> [Stated task]: Write out all of the entries below again, switching every "target class" to "label category" and leaving everything else untouched.

**** Given records

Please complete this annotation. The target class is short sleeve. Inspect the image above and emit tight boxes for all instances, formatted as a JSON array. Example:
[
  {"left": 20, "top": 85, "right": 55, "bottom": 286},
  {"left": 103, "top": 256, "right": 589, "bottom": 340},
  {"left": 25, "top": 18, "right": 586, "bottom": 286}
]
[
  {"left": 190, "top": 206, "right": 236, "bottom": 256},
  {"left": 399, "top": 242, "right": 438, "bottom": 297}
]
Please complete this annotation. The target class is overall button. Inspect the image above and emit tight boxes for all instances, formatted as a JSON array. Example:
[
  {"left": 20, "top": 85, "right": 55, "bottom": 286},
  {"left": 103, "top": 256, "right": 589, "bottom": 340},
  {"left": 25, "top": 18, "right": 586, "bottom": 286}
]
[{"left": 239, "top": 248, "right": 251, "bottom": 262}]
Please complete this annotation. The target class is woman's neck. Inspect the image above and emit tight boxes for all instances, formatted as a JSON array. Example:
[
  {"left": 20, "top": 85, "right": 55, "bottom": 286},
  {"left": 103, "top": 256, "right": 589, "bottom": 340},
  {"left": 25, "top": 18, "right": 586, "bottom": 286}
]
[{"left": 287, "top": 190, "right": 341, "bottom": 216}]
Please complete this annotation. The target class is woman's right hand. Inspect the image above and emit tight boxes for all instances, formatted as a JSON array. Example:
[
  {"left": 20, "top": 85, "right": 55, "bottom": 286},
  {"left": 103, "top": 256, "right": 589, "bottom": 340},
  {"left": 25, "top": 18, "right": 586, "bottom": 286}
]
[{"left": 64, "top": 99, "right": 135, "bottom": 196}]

********

> [Completed exercise]:
Please complete this annotation. The label category is short sleeve. Inspect the image above and emit tight boxes for all instances, formatted as a JSON array. Example:
[
  {"left": 20, "top": 85, "right": 55, "bottom": 286},
  {"left": 103, "top": 256, "right": 589, "bottom": 340},
  {"left": 25, "top": 18, "right": 586, "bottom": 286}
]
[
  {"left": 190, "top": 206, "right": 236, "bottom": 256},
  {"left": 399, "top": 242, "right": 438, "bottom": 297}
]
Please complete this annotation. The label category is overall button. Inspect the image above and emit tight boxes for all instances, formatted as a JSON array. Example:
[
  {"left": 20, "top": 85, "right": 55, "bottom": 286},
  {"left": 103, "top": 256, "right": 589, "bottom": 340},
  {"left": 25, "top": 18, "right": 586, "bottom": 286}
]
[{"left": 239, "top": 248, "right": 251, "bottom": 262}]
Please complete this annotation. The label category is woman's neck. Inspect the image above and emit tight boxes for all instances, formatted as a JSON array. Example:
[
  {"left": 20, "top": 85, "right": 55, "bottom": 286},
  {"left": 103, "top": 256, "right": 589, "bottom": 340},
  {"left": 25, "top": 18, "right": 586, "bottom": 286}
]
[{"left": 287, "top": 190, "right": 341, "bottom": 216}]
Please complete this annotation. The label category is woman's right hand. Inspect the image above and emit tight boxes for all instances, formatted as a JSON array. Example:
[
  {"left": 20, "top": 85, "right": 55, "bottom": 286},
  {"left": 103, "top": 256, "right": 589, "bottom": 340},
  {"left": 25, "top": 18, "right": 586, "bottom": 286}
]
[{"left": 64, "top": 99, "right": 135, "bottom": 196}]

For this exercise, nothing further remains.